◆ **EXERCISE**: Rewrite the stretch of entries from the line containing "# draw the outline of every instance of the rock" through the line containing "108), (94, 111)]", both included, keeping every line and leaving the request text and its sample coordinates unchanged. Scale only the answer's outline coordinates by 0.25, rounding each to a whole number with halves rounded up.

◆ **GIVEN DATA**:
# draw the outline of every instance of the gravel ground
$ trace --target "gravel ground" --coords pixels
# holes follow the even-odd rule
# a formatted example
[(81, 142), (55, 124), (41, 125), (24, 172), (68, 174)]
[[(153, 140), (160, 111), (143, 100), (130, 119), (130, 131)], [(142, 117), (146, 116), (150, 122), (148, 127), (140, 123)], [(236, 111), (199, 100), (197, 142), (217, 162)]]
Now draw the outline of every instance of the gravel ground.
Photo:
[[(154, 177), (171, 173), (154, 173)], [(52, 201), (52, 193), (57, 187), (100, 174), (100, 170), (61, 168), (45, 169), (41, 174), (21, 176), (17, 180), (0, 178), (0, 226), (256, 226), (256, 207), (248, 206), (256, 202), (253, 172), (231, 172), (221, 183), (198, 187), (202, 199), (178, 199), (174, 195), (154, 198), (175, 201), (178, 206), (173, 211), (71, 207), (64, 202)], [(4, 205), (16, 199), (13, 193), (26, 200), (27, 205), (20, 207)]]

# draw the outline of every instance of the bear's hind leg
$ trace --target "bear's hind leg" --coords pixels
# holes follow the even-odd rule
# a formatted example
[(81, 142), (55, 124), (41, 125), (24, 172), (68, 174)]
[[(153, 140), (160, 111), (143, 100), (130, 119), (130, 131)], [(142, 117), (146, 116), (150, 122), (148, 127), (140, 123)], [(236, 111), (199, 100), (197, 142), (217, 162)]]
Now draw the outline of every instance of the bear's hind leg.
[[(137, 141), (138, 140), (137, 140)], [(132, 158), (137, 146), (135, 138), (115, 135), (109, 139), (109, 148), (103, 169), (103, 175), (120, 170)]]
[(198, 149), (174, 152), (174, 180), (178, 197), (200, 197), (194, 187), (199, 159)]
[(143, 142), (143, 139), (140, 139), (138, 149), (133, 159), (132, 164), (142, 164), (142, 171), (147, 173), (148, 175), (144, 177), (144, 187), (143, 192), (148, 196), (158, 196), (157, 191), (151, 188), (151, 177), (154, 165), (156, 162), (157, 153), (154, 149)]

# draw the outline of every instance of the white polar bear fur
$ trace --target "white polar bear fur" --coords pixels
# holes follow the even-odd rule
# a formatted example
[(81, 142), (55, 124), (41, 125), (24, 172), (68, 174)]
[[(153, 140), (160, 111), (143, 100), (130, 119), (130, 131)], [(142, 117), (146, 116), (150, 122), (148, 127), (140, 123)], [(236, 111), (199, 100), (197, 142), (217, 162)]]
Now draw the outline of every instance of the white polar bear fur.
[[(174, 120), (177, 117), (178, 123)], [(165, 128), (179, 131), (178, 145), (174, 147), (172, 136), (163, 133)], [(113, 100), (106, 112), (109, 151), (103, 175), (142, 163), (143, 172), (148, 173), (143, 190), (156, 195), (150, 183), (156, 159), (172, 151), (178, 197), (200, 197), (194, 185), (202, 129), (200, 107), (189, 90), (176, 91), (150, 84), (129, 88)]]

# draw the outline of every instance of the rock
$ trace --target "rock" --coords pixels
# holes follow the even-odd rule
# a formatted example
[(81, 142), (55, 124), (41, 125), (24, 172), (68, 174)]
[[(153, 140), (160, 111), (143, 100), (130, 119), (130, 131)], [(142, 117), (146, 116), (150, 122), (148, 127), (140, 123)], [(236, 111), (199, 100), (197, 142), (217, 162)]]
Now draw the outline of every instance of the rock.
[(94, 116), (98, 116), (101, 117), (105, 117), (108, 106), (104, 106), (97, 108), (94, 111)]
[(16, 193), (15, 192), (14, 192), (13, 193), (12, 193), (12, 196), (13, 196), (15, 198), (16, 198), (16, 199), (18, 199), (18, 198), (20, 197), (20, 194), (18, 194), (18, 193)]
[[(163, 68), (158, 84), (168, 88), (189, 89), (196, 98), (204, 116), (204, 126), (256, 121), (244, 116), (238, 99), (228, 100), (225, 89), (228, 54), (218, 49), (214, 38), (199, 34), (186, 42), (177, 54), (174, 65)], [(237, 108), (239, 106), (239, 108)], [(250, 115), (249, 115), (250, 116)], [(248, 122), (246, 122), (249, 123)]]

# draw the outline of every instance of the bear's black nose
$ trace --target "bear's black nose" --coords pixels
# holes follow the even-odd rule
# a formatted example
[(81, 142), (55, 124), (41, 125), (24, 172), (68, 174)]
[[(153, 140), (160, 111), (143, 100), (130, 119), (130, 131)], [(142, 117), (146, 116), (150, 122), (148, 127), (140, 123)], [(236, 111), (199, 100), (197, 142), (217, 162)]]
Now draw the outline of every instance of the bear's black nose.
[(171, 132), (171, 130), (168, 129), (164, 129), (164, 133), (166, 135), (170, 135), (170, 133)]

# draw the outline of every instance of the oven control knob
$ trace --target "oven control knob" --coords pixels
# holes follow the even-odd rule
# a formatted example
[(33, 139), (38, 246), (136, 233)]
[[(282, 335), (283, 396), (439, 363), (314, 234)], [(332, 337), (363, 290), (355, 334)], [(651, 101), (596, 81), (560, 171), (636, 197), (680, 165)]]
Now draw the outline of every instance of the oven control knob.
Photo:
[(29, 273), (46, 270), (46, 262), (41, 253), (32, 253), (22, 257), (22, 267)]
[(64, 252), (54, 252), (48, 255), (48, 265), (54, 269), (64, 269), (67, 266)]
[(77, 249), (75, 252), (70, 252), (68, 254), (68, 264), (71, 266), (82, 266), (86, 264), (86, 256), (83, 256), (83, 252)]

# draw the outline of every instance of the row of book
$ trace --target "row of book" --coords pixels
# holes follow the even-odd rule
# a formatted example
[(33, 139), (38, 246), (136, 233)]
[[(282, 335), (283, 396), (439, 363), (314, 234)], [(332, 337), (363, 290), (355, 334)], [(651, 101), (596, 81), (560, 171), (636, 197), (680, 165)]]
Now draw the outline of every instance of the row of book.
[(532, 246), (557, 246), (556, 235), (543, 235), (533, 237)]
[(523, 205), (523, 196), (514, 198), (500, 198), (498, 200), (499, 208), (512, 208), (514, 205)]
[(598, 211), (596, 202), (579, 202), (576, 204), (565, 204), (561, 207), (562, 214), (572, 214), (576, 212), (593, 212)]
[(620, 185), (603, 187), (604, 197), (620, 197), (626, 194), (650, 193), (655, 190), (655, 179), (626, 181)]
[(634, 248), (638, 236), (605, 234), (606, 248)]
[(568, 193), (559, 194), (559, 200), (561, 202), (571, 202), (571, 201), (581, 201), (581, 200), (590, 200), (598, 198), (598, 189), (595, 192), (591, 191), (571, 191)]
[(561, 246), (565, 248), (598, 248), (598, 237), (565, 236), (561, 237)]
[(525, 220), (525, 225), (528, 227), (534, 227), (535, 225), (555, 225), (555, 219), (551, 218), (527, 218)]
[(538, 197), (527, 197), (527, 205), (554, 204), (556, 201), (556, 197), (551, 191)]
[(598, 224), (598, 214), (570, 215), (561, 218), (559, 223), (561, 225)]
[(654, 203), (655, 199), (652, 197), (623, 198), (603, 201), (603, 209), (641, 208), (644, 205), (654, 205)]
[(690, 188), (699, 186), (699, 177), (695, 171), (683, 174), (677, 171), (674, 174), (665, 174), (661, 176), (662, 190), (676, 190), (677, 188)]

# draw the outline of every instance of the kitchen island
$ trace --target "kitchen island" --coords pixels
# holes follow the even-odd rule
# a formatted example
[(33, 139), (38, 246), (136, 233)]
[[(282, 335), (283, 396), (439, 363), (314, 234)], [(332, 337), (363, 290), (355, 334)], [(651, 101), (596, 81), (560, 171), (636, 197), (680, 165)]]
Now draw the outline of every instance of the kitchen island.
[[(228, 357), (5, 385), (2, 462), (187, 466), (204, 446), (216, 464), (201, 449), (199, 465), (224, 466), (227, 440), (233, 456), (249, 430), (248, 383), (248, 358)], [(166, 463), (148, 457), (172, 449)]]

◆ **TASK OUTPUT**:
# draw the outline of every instance of the rock
$ trace --target "rock" --coords pixels
# holes follow the even-odd rule
# a formatted example
[(81, 142), (55, 124), (41, 125), (24, 172), (68, 174)]
[[(153, 140), (160, 111), (143, 100), (130, 119), (130, 131)], [(142, 117), (146, 116), (150, 122), (148, 127), (140, 123)], [(236, 111), (199, 100), (197, 142), (217, 162)]]
Now draw the outline of every instance of the rock.
[(24, 29), (25, 29), (25, 29), (26, 29), (27, 27), (26, 27), (24, 27), (24, 28)]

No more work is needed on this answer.